■ GIVEN DATA ■
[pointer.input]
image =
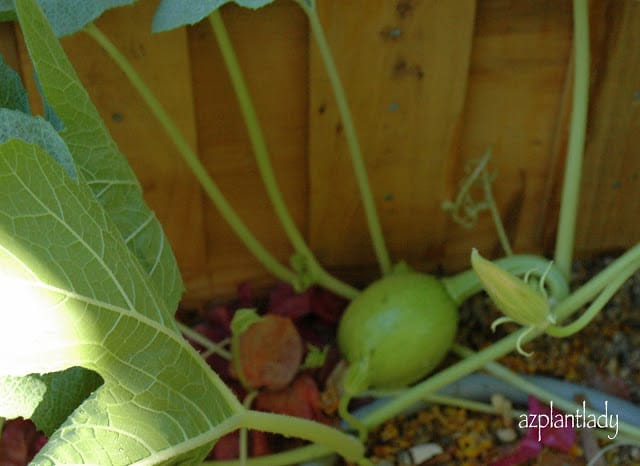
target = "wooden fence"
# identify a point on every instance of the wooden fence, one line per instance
(432, 84)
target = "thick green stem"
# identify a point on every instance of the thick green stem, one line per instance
(595, 307)
(593, 287)
(192, 160)
(573, 168)
(259, 145)
(360, 171)
(502, 347)
(210, 346)
(542, 394)
(495, 215)
(347, 446)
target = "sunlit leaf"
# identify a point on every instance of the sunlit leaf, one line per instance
(74, 295)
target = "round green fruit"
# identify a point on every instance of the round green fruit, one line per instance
(402, 325)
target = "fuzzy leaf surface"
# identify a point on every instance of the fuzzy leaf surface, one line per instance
(13, 95)
(85, 301)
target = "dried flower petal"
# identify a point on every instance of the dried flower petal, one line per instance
(512, 296)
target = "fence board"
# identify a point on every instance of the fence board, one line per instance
(405, 75)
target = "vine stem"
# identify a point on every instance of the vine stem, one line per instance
(192, 160)
(504, 346)
(359, 168)
(318, 274)
(573, 169)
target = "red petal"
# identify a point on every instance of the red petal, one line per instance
(286, 302)
(327, 305)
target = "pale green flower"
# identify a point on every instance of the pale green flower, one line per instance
(517, 300)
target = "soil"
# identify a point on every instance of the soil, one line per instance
(604, 356)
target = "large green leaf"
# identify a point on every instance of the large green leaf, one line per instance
(13, 95)
(96, 155)
(74, 295)
(17, 125)
(171, 14)
(67, 16)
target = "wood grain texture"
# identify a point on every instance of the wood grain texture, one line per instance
(516, 103)
(609, 215)
(271, 44)
(405, 67)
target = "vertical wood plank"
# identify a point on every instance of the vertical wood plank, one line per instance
(9, 45)
(610, 193)
(514, 104)
(271, 44)
(404, 65)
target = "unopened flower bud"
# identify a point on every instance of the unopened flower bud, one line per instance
(517, 300)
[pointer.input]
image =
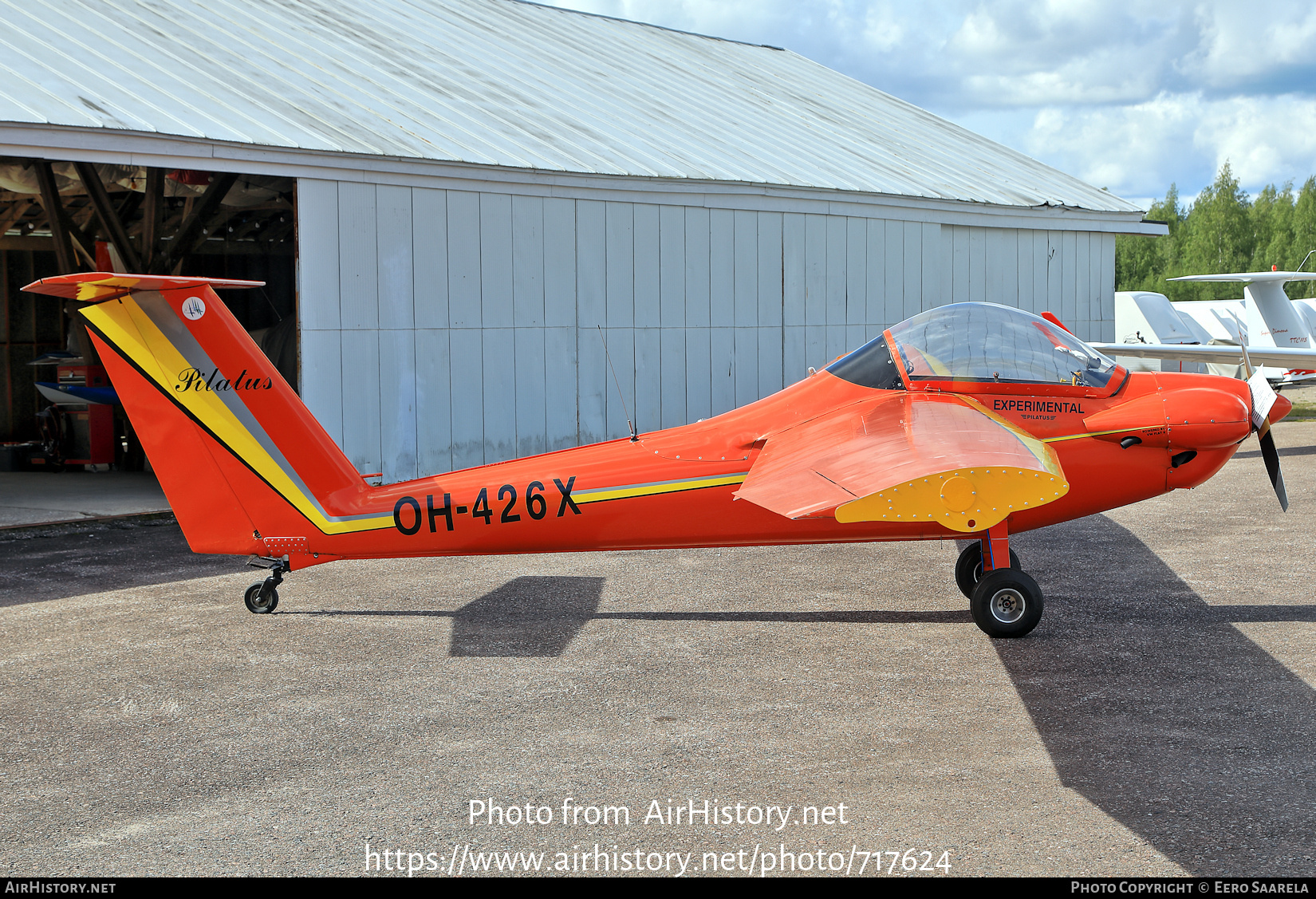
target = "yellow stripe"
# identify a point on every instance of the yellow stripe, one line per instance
(652, 490)
(128, 327)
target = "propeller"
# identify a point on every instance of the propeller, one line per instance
(1263, 398)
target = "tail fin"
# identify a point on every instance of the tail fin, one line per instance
(236, 451)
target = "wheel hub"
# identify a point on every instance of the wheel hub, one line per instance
(1007, 605)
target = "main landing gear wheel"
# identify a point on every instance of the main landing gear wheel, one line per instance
(261, 605)
(969, 569)
(1006, 603)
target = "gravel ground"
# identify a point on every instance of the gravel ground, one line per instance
(1161, 720)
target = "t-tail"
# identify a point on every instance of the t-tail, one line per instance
(238, 455)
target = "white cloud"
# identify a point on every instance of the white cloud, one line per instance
(1123, 93)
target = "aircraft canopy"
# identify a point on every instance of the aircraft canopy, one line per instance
(994, 344)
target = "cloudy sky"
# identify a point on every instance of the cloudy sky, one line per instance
(1127, 95)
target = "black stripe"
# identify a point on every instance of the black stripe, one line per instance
(203, 427)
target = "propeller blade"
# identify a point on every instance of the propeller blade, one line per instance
(1271, 455)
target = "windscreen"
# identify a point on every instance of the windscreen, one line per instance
(990, 342)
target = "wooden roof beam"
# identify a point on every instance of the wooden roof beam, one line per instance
(109, 220)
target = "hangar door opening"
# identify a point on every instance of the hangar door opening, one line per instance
(62, 218)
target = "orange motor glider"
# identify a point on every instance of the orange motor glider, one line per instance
(966, 421)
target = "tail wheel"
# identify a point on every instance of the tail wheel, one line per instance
(969, 569)
(255, 603)
(1007, 603)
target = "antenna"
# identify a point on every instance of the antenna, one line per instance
(607, 356)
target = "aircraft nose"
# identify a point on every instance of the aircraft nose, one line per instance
(1208, 417)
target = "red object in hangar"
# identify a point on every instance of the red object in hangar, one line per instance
(969, 420)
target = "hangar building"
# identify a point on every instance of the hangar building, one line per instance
(461, 199)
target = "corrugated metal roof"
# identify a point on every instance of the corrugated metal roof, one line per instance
(496, 82)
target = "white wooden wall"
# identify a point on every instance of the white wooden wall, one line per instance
(443, 329)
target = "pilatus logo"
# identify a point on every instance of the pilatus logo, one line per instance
(194, 308)
(198, 380)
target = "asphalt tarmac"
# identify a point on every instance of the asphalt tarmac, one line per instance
(1160, 722)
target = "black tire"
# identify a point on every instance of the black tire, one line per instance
(1007, 603)
(969, 568)
(253, 599)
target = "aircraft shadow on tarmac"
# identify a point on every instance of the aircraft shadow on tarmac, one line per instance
(1161, 712)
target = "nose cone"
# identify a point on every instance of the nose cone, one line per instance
(1282, 407)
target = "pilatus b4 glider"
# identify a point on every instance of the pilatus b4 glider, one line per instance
(965, 421)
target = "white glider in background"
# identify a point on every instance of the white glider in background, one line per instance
(1294, 344)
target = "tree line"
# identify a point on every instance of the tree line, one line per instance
(1222, 231)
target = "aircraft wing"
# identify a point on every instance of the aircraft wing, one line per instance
(1278, 357)
(906, 457)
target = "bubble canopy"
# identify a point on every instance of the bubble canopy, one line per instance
(981, 342)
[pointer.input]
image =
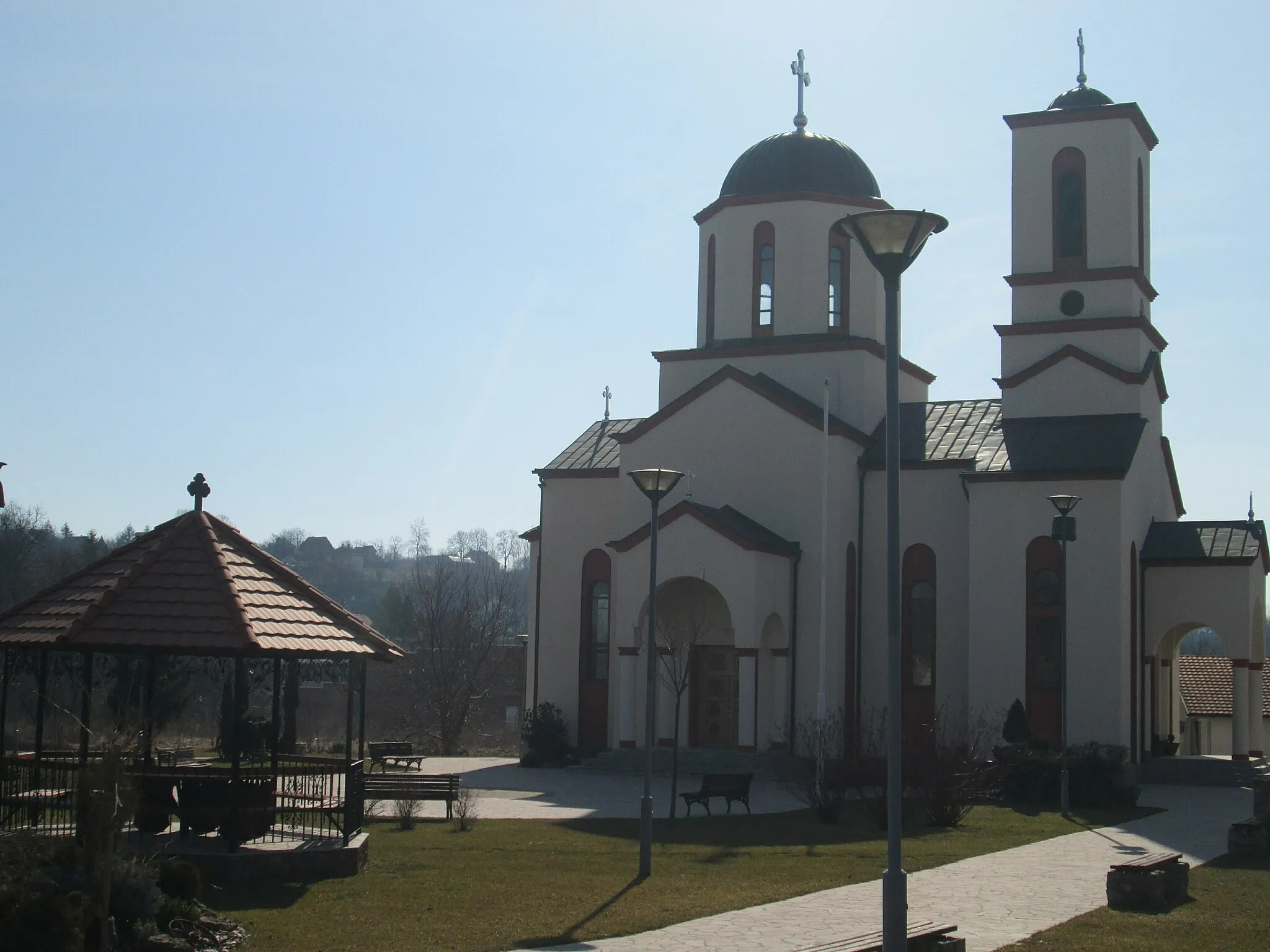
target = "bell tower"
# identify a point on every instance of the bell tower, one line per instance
(1081, 260)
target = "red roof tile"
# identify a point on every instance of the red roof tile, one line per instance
(1206, 685)
(192, 586)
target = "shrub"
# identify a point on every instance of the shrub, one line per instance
(465, 810)
(1016, 729)
(546, 736)
(179, 879)
(134, 894)
(408, 811)
(41, 919)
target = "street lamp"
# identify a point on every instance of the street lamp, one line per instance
(1064, 531)
(892, 242)
(653, 484)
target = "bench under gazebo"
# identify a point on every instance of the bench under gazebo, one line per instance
(195, 587)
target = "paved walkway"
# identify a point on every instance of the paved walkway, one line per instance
(512, 792)
(995, 899)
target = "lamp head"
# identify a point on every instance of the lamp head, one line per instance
(892, 239)
(1065, 505)
(655, 484)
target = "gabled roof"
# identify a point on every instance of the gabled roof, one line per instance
(944, 433)
(1236, 542)
(762, 385)
(1150, 369)
(193, 586)
(972, 434)
(593, 454)
(1206, 685)
(734, 526)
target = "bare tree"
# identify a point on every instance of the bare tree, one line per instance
(460, 616)
(676, 640)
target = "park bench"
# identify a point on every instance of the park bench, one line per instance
(171, 757)
(394, 752)
(413, 786)
(1148, 881)
(922, 937)
(729, 786)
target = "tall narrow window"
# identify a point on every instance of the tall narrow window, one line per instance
(1142, 220)
(840, 262)
(765, 277)
(600, 631)
(918, 649)
(710, 280)
(1070, 209)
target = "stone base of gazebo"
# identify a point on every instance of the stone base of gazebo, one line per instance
(285, 861)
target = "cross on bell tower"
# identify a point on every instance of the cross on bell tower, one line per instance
(803, 79)
(200, 490)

■ WHAT IS NEEDED ■
Retype the records above line for line and exactly, omitting their pictures.

■ TASK ANSWER ■
[pointer.input]
image =
target = "wooden fence"
# identify a point on every instance of the wooden fence, one line per instance
(432, 84)
target = "thick green stem"
# identify a point on every instance of the thick green stem, one line per instance
(595, 307)
(593, 287)
(192, 160)
(573, 168)
(259, 145)
(360, 171)
(502, 347)
(210, 346)
(542, 394)
(495, 215)
(347, 446)
target = "sunlit leaf"
# identify a point on every instance of the sunlit leaf, one line per instance
(74, 295)
target = "round green fruit"
# identify a point on every instance of the round green fruit, one line per instance
(402, 325)
target = "fuzzy leaf surface"
# identify a point on every instance of the fuzzy leaf surface, one line per instance
(13, 95)
(85, 301)
target = "dried flower petal"
# identify a point on every instance of the dried flower petal, one line per instance
(512, 296)
target = "fence board"
# identify a point on every instance of the fence board, one line per instance
(405, 75)
target = "vine stem"
# identify a point on every instance of the vine stem, one line per instance
(192, 160)
(504, 346)
(359, 168)
(318, 274)
(573, 169)
target = "red petal"
# identify a point on every instance of the red petal, one line per instance
(286, 302)
(327, 305)
target = "pale green flower"
# identify a point on every instance of the pale green flower, one line per instance
(517, 300)
target = "soil"
# identify a point on every instance of the soil, one line per instance
(604, 356)
target = "large green leaf"
# identify a point on every instance of the large green leaf, one line per instance
(13, 95)
(96, 155)
(74, 295)
(17, 125)
(171, 14)
(67, 16)
target = "wood grain texture"
# identify a point on every instance of the wood grain texture, one line per instance
(516, 103)
(609, 215)
(271, 44)
(405, 67)
target = "vertical wood plank"
# identify a point on every instance of the vertical wood plank, one line per instance
(9, 45)
(610, 193)
(514, 104)
(271, 44)
(404, 65)
target = "unopened flower bud"
# identify a point on every instance of the unopened flower bud, one line per instance
(517, 300)
[pointer.input]
image =
target = "yellow stripe"
# identify a point on every instance of the yellow stripe, one line per instance
(652, 490)
(128, 327)
target = "propeller"
# identify a point on every instance of the propeller, one line per instance
(1263, 398)
target = "tail fin"
# identify a point on every instance of the tail fin, one line per instance
(236, 451)
target = "wheel hub"
# identify a point on every instance of the wheel hub, one line per instance
(1007, 605)
target = "main landing gear wheel"
# identify a point on every instance of the main landing gear wheel, one line per instance
(261, 605)
(969, 569)
(1006, 603)
target = "gravel ground"
# identify a point on every instance of the gravel ground, one line per instance
(1161, 720)
target = "t-tail"
# identify a point on every instance of the t-tail, one line per instance
(238, 455)
target = "white cloud"
# identify a point on every instance of the white cloud, one line per instance
(1123, 93)
target = "aircraft canopy"
# identify a point on every instance of the aircraft canopy, one line per instance
(994, 344)
target = "cloudy sky"
# identify a point on every instance of the cloudy sky, one line per instance
(1127, 95)
target = "black stripe"
# identify a point on every instance of the black stripe, one line per instance
(203, 427)
target = "propeller blade"
# identify a point on every instance of the propeller blade, one line per instance
(1271, 455)
target = "windscreen"
# identify a point on every instance of the windscreen, one line per instance
(990, 342)
target = "wooden roof beam"
# identify a point on every instance of the wooden roof beam, one line per instance
(109, 220)
target = "hangar door opening"
# identify a point on every instance of the hangar door opening, one line per instance
(62, 218)
target = "orange motor glider"
# identify a point on every instance of the orange motor glider, one line per instance
(966, 421)
target = "tail wheel"
# identify a point on every instance of the tail wheel, one line per instance
(969, 569)
(255, 603)
(1007, 603)
target = "antenna"
# identify a point on every instance of the antenna, one line per instance
(607, 356)
target = "aircraft nose"
# identify a point on every instance of the aircraft nose, one line per instance
(1208, 417)
target = "red object in hangar"
# identify a point on every instance of the red object in hangar, one line per instance
(969, 420)
target = "hangar building"
# identify a point on every instance of the hangar building, one line per instance
(461, 199)
target = "corrugated metal roof"
# identify a point on every instance of the corrugated metal roof, one line per instance
(496, 82)
target = "white wooden wall"
# identify a point on every instance of the white wooden wall, one line per instance
(443, 329)
target = "pilatus logo"
# identify a point on every instance of the pilatus logo, one line per instance
(194, 308)
(198, 380)
target = "asphalt tarmac"
# identify a point on every instance of the asphalt tarmac, one line per instance
(1160, 722)
target = "black tire"
# identify a point on every instance of the black tire, one line per instance
(1007, 603)
(969, 568)
(253, 599)
target = "aircraft shadow on tarmac"
# identify a point on every instance of the aircraft shadow on tarmac, one line per instance
(1161, 712)
target = "nose cone"
# identify a point on every instance of the nose cone, one line per instance
(1282, 407)
target = "pilatus b4 glider"
# identify a point on every instance of the pilatus b4 glider, one line per instance
(965, 421)
target = "white glider in background"
# identify a point on every instance of the white glider in background, one line per instance
(1294, 344)
target = "tree line"
# identify a point on every instance of the tree line, one line per instance
(1222, 231)
target = "aircraft wing"
# identify a point on every instance of the aircraft wing, one line per instance
(1278, 357)
(906, 457)
target = "bubble canopy"
# identify a point on every instance of the bubble canopy, one line per instance
(981, 342)
[pointer.input]
image =
target = "bell tower"
# identify a point on every instance of the bell tower, one line per instance
(1081, 260)
target = "red roof tile"
# identify a point on every instance of the red roof tile, one line per instance
(1206, 685)
(192, 586)
target = "shrub"
# identify a point on every instance of the shrub, one line per instance
(465, 810)
(1016, 729)
(546, 736)
(179, 879)
(134, 894)
(408, 811)
(41, 919)
target = "street lamp"
# identify a point on every instance of the street lamp, one line per instance
(1064, 531)
(892, 242)
(653, 484)
target = "bench under gazebo"
# identify a point on every instance of the bench under gazebo, one line per instance
(195, 587)
target = "paved walkway"
# identify a point on every instance of the paved walkway, one line per instance
(512, 792)
(995, 899)
target = "lamp head"
# identify a point on every instance of the lamp head, one line per instance
(892, 239)
(1065, 505)
(655, 484)
target = "gabled roof"
# identify a point on every instance of the gabled roof, one line per instance
(944, 433)
(1236, 542)
(762, 385)
(1150, 369)
(193, 586)
(972, 434)
(593, 454)
(1206, 685)
(734, 526)
target = "bare tree"
# identify a point on every instance of the bare tree, one line per instance
(460, 616)
(676, 640)
target = "park bench"
# identify a point on every instance of the park bench, one line per instance
(171, 757)
(394, 752)
(413, 786)
(1148, 881)
(922, 937)
(729, 786)
target = "tall narrow window"
# identify a point on every instance of the tall narrow window, one line per instance
(1142, 220)
(840, 262)
(765, 277)
(600, 631)
(918, 649)
(710, 280)
(1070, 209)
target = "stone base of gazebo"
# identify a point on every instance of the stone base of gazebo, one line per instance
(285, 861)
target = "cross on bell tower"
# identify a point on every instance of the cross on bell tower, one line per instance
(803, 79)
(200, 490)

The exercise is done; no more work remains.